### PAGE EXCERPT
········
I know from the outside infertility looks like a drama of loss and disappointment. Yes, loss and disappointment are part of the plot. I have never seen a love story where love did not meet loss. Never has love been a stranger to disappointment. Some of the greatest love stories of all time involve long periods of separation. Odysseus spent ten years trying to return to Penelope. Anne Elliot, of Jane Austen's Persuasion, spent seven years waiting to reunite with the man she'd been persuaded to refuse. My husband Trent and I have been trying to bring children into our home for four years.
Our family love story began during our engagement. He had taken me on a long hike. Under the towering pine trees of a Washington forest, I agreed to marry Trent. Though we had often talked about children, up until that point we hadn't discussed how many children either of us wanted. It took no more than a minute for us to decide on six. We weren’t yet married, but already we knew we wanted a large family. In between the times we discussed wedding preparations, we would talk about the stories we wanted to tell our kids. We thought of the places we would take them. Our children might not have been physically with us, but I felt their presence none-the-less. I sometimes wonder if they watched us on the hike where Trent asked me to marry him.
········
### INFORMATION SHOWN

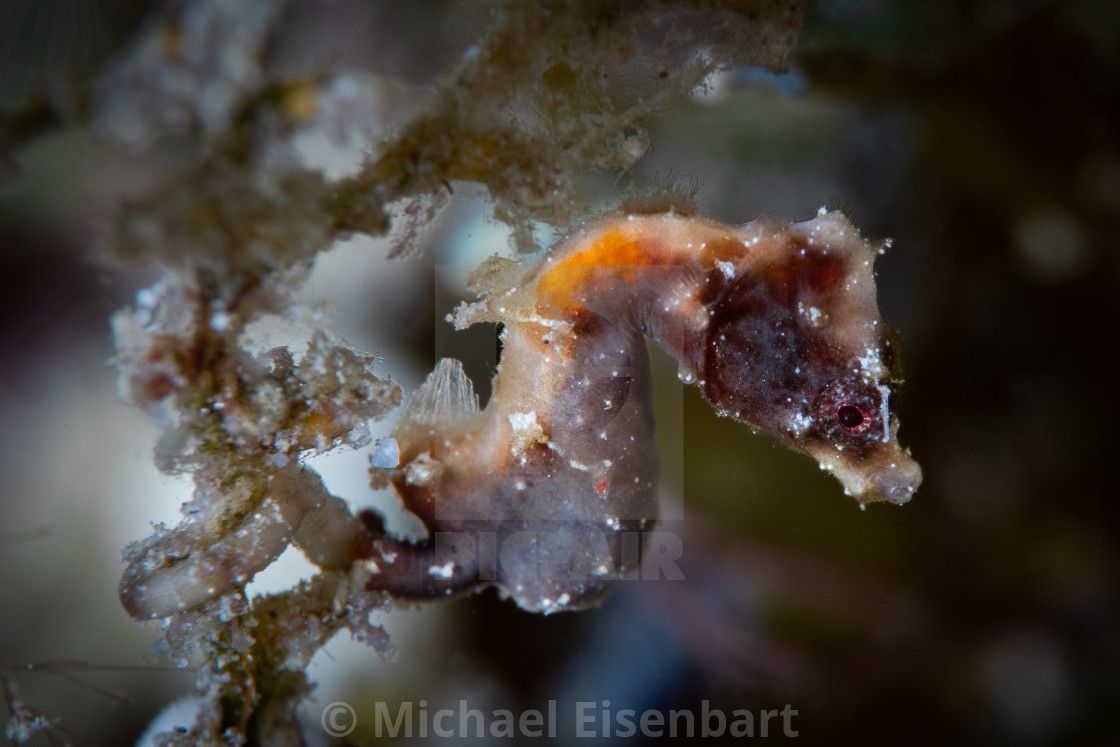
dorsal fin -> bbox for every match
[393,358,480,447]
········
### EXERCISE TASKS
1. In the infertility essay, what reason does the writer give for mentioning Odysseus and Anne Elliot?
2. Carry the infertility essay forward from its final sentence, keeping its first-person voice.

### RESULTS FOR THE EXERCISE
1. The writer says that some of the greatest love stories of all time involve long periods of separation. Odysseus spent ten years trying to return to Penelope, and Anne Elliot waited seven years to reunite with the man she had refused. These cases parallel the four years the writer and Trent have spent trying to bring children into their home.

2.
After one year of marriage, we started trying for the first of the six children. The day we decided it was time to begin expanding our family, I thought I sensed approval from an invisible source, a filial love from infants yet to be. Both my husband and I felt an excitement to meet these children we already loved. The first year of trying was full of unfulfilled hope and dawning discouragement. The second was fraught with diagnostic tests, heartbreaking revelations and dwindling money. The third felt like a roller-coaster of opportunities and missed chances. This fourth has, so far, brought only grief. If we hadn’t already felt love for our absent children, we wouldn’t still be trying.